Count the lines in the data below that contain the string "tiered". Reply with the number alone.

** start of Raw data **

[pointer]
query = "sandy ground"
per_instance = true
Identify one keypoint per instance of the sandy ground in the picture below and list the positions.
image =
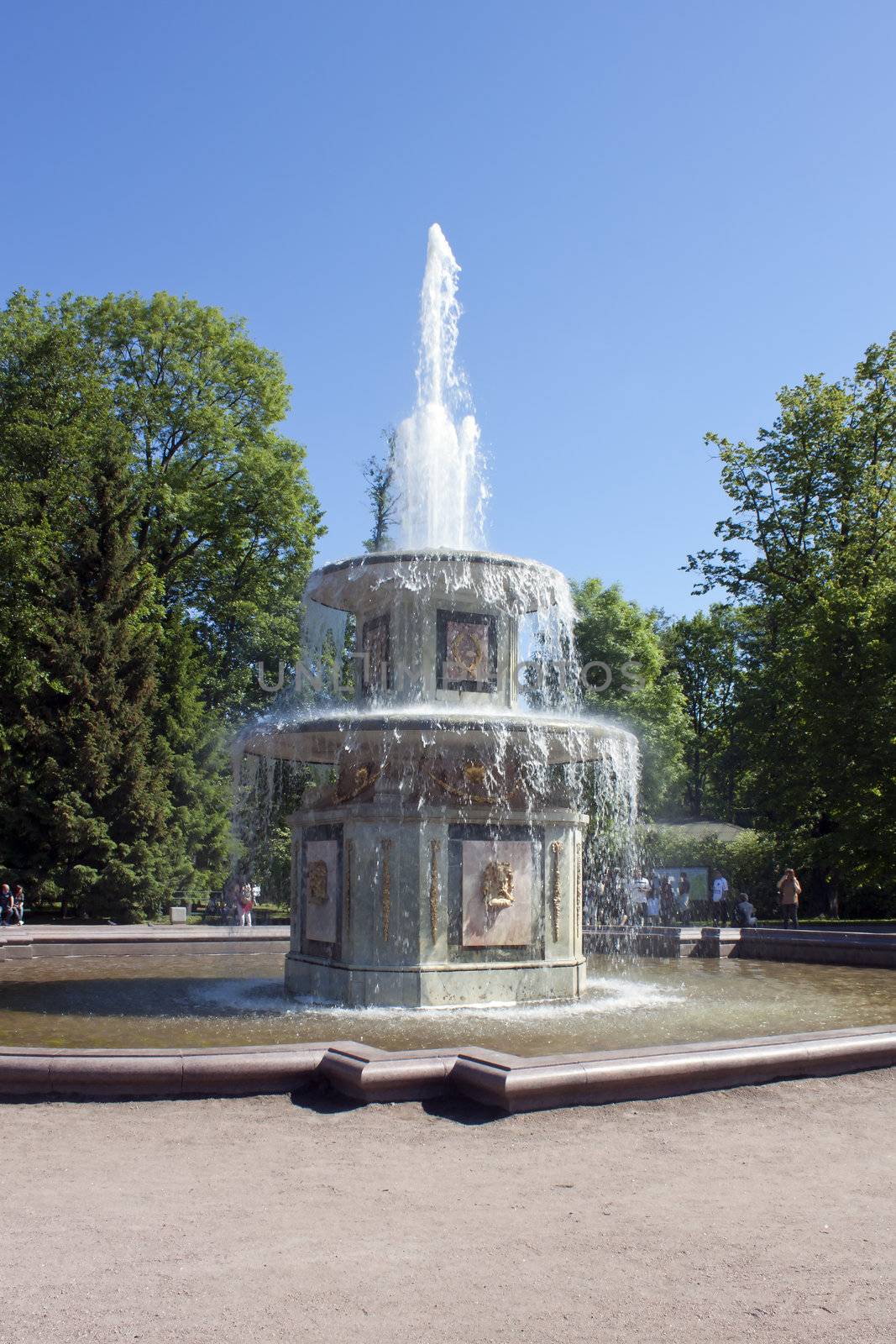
(759, 1214)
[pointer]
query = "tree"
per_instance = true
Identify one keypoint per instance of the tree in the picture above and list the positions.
(226, 517)
(810, 554)
(705, 649)
(89, 806)
(379, 488)
(156, 531)
(633, 685)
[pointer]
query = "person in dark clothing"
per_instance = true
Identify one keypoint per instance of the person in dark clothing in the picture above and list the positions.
(745, 913)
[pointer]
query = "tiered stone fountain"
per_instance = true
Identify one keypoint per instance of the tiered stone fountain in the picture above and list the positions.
(443, 862)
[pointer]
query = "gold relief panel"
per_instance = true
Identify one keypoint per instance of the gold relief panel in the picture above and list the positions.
(496, 891)
(322, 895)
(468, 651)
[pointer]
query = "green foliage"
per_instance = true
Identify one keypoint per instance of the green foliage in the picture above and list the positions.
(810, 554)
(379, 488)
(642, 691)
(705, 649)
(156, 533)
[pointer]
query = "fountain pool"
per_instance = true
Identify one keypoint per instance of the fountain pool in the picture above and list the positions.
(228, 999)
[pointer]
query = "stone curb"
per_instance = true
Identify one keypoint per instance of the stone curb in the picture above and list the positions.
(506, 1082)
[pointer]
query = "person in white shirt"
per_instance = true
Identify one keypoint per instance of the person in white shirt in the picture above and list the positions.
(719, 900)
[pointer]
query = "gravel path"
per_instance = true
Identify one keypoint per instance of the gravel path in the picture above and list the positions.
(759, 1214)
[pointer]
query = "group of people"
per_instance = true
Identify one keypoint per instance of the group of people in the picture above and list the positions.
(663, 900)
(13, 904)
(237, 902)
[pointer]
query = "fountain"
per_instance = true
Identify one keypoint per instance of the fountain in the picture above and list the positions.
(439, 858)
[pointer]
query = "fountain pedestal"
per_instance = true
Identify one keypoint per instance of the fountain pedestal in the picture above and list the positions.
(443, 860)
(434, 911)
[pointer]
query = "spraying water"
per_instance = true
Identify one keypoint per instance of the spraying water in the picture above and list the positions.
(438, 467)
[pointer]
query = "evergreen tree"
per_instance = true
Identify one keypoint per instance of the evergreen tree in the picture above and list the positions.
(92, 812)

** end of Raw data **

Answer to the task: 2